Gekozen tekst:
□ □ □ □
Deeltijdnemers die minder dan 13 uur werken hebben geen garantie op het
minimumloon. Indirect onderscheid in strijd met de wet. Deeltijders zijn
overwegend vrouwen. Geen onderscheid in strijd met de wet.
De toeslag bij overwerk wordt wel aan voltijders, niet aan deeltijders,
betaald. Overwerk is een feitelijke verplichting voor zowel vol- als
deeltijders. Deeltijders zijn overwegend vrouwen. Aangedragen
rechtvaardigingsgrond voldoet niet. Indirect onderscheid in strijd met de
wet.
Verschil in recht op een hoogte van doorbetaling loon/aanvulling op
ziektewetuitkering tussen voltijders en deeltijders. Deeltijders zijn
overwegend vrouwen. Aangedragen rechtvaardigingsgrond voldoet niet. Indirect
onderscheid in strijd met de wet.
Volledige tekst
Verzoekster is van mening dat hier geen sprake is van strijd met de
wetgeving gelijke behandeling.
Overwerk wordt voor iedereen met een toeslag vergoed vanaf het 41e uur.
Vanaf het 41e uur wordt extra werk als een inconvenient gezien die vergoed
moet worden.
Deeltijders zijn niet verplicht over te werken. In plaats van hen te
laten overwerken kan de werkgever ook meer deeltijders aantrekken. In de
branche wordt getracht zoveel mogelijk met vaste werktijden te werken maar
gelet op de benodigde flexibiliteit komt het regelmatig voor dat de
afgesproken uren worden overschreden.
Verzoekster heeft ter zitting aangegeven dat het moeilijk is, gelet op
de verhouding werkgever/werknemer, om psychologisch gezien van echte
vrijwilligheid te spreken wanneer een werkgever een medewerk(st)er vraagt om
meer te werken dan het afgesproken aantal uren. Dit geldt voor zowel
voltijders als deeltijders.
Verzoekster wijst er voorts op dat de werkgelegenheid in de branche in
gevaar komt wanneer zij voor al het extra werk een overwerktoeslag moet
betalen.
7.3. De standpunten van de werknemersorganisaties
De -bond verwijst naar het standpunt van verzoekster.
De -bond stelt dat op dit punt veel klachten binnenkomen van
werknemers/sters uit de branche. De begintijden van het werk zijn bekend, de
eindtijden niet. Wanneer een werkgever vraagt of mensen meer dan de
afgesproken uren willen werken zullen werknemers/sters, gelet op de ongelijke
machtsverhouding, zich gedwongen voelen dit werk toch te verrichten, ook al
zijn ze daartoe officieel niet verplicht. Zij ervaren dit als overwerk. Het
komt veelvuldig voor dat er extra gewerkt moet worden door de manier waarop de
branche is gestructureerd.
□ □ □ □
Wat je doet:
1. Kopieer uit de tekst over overwerk en deeltijders alles vanaf "De toeslag bij" tot en met "wetgeving gelijke behandeling.".
2. Beantwoord de volgende vragen over de tekst over overwerk en deeltijders.
(a) Vanaf welk uur wordt overwerk volgens verzoekster voor iedereen met een toeslag vergoed?
(b) Wat kan de werkgever volgens verzoekster doen in plaats van deeltijders te laten overwerken?
(c) Wat komt volgens verzoekster in gevaar als zij voor al het extra werk een overwerktoeslag moet betalen?
3. Schrijf het vervolg van de tekst over overwerk en deeltijders, aansluitend op de laatste zin.
De gegevens komen uit een andere bron dan de tekst.
□ □ □ □
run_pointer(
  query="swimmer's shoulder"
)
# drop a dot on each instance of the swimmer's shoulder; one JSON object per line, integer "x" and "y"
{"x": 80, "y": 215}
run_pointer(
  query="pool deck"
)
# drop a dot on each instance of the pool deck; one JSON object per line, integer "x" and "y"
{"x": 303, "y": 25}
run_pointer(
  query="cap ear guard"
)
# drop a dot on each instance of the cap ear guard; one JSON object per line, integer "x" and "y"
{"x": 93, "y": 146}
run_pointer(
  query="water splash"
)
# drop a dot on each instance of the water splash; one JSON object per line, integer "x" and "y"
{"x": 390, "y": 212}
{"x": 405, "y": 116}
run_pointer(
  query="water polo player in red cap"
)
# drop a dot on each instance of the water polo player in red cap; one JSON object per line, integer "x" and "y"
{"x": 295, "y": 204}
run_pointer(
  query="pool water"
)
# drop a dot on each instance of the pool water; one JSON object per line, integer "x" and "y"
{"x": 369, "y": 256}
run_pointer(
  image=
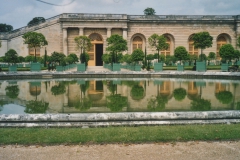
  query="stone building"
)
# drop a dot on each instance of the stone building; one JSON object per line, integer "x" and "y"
{"x": 136, "y": 29}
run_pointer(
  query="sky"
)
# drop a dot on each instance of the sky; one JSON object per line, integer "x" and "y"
{"x": 19, "y": 12}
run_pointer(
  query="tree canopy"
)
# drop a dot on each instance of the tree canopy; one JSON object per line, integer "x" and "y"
{"x": 149, "y": 11}
{"x": 227, "y": 52}
{"x": 158, "y": 42}
{"x": 5, "y": 27}
{"x": 36, "y": 21}
{"x": 202, "y": 40}
{"x": 116, "y": 44}
{"x": 83, "y": 43}
{"x": 11, "y": 56}
{"x": 180, "y": 53}
{"x": 34, "y": 40}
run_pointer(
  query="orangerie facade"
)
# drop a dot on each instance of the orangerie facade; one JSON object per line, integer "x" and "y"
{"x": 61, "y": 30}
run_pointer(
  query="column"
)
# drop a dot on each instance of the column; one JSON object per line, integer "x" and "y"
{"x": 81, "y": 31}
{"x": 109, "y": 32}
{"x": 125, "y": 33}
{"x": 65, "y": 50}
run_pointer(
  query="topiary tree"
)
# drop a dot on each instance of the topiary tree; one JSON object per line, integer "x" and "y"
□ □ □ □
Antwoorden op volgorde:
1.
De toeslag bij overwerk wordt wel aan voltijders, niet aan deeltijders,
betaald. Overwerk is een feitelijke verplichting voor zowel vol- als
deeltijders. Deeltijders zijn overwegend vrouwen. Aangedragen
rechtvaardigingsgrond voldoet niet. Indirect onderscheid in strijd met de
wet.
Verschil in recht op een hoogte van doorbetaling loon/aanvulling op
ziektewetuitkering tussen voltijders en deeltijders. Deeltijders zijn
overwegend vrouwen. Aangedragen rechtvaardigingsgrond voldoet niet. Indirect
onderscheid in strijd met de wet.
Volledige tekst
Verzoekster is van mening dat hier geen sprake is van strijd met de
wetgeving gelijke behandeling.

2.
(a) Vanaf het 41e uur.
(b) Meer deeltijders aantrekken.
(c) De werkgelegenheid in de branche.

3.
De bond is van mening dat ook deeltijders een overwerktoeslag moeten
krijgen wanneer zij meer dan het afgesproken aantal uren werken.
7.4. De overwegingen van de Commissie
7.4.1. In geding is de vraag, of artikel 15 indirect onderscheid
oplevert naar geslacht in strijd met artikel 1637ij BW.
7.4.2. De bepaling in de CAO is zodanig geredigeerd dat deze niet ten
nadele van deeltijdwerkers hoeft te werken. Immers, er is volgens de CAO pas
sprake van overwerk wanneer er meer dan 40 uur per week is gewerkt, terwijl
het langer werken dan afgesproken voor deeltijders niet verplicht is.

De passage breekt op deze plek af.